=== AVAILABLE DATA ===
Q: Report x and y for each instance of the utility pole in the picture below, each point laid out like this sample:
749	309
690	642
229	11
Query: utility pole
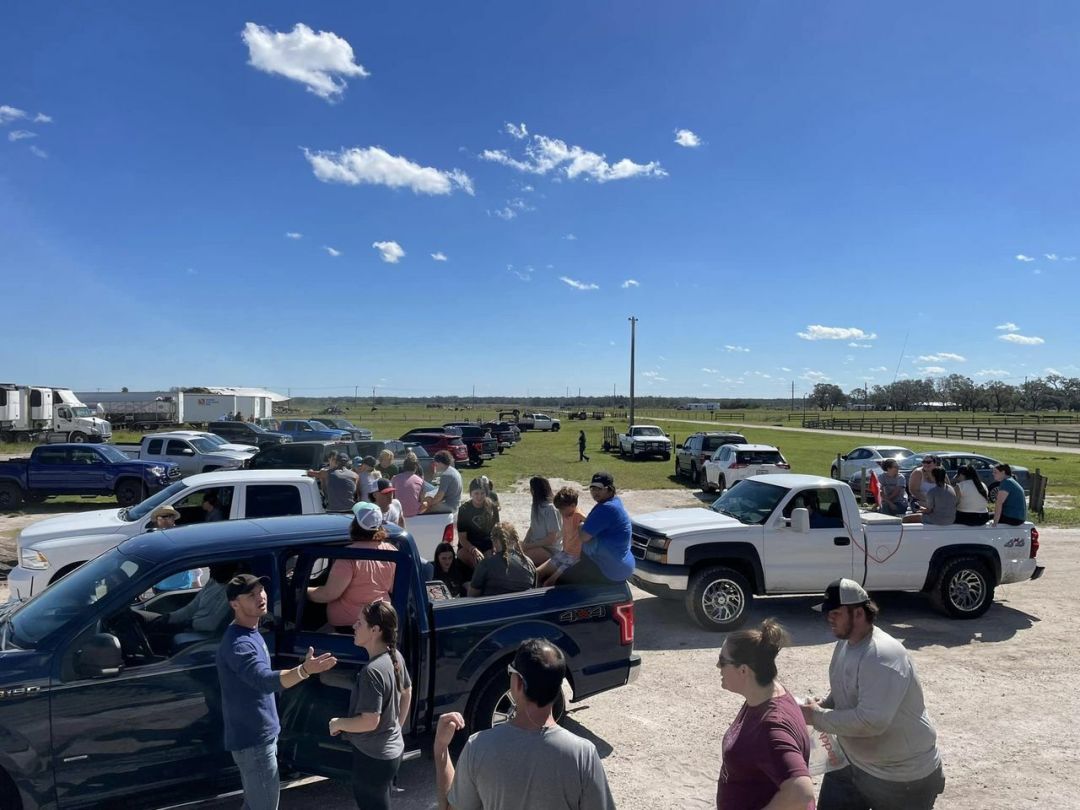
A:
633	340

=== EXERCISE BRIEF ===
Wherever a line in the data above holds the word "pole", copy that line.

=== ANSWER SPACE ===
Q: Report x and y for each instance of the utility pole in the picture below, each point laid out like this sample:
Query: utility pole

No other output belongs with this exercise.